## START Data lines
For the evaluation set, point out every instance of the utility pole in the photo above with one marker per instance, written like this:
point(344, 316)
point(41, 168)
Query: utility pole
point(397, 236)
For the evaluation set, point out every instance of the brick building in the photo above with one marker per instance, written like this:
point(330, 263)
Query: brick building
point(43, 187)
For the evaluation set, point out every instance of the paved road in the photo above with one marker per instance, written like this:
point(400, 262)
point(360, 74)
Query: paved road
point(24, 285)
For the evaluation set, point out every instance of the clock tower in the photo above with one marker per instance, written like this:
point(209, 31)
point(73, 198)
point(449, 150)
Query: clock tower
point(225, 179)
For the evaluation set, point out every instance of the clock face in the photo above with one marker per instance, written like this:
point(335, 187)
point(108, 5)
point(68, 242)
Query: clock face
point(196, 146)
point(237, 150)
## END Data lines
» **Stated task**:
Can you reproduce all of the records above, line for line and word for word?

» **Reply**:
For the evaluation set, point out every instance of the utility pole in the photo above with one marker per instance, written like this:
point(344, 316)
point(41, 168)
Query: utility pole
point(397, 236)
For the evaluation set, point out every instance of the brick building in the photo above with one marker per instance, written like this:
point(330, 263)
Query: brick building
point(43, 187)
For the evaluation set, point out every instance of the paved road in the photo above with one marker per instance, written like this:
point(400, 262)
point(360, 74)
Query: paved road
point(24, 285)
For the evaluation set, point out every instance of the clock tower in the photo above with one marker per instance, written like this:
point(209, 31)
point(73, 198)
point(449, 150)
Query: clock tower
point(225, 179)
For the evaluation set, point out every instance of the clock face in the photo above with one marker per instance, written like this:
point(335, 187)
point(108, 5)
point(68, 242)
Query: clock face
point(196, 146)
point(237, 150)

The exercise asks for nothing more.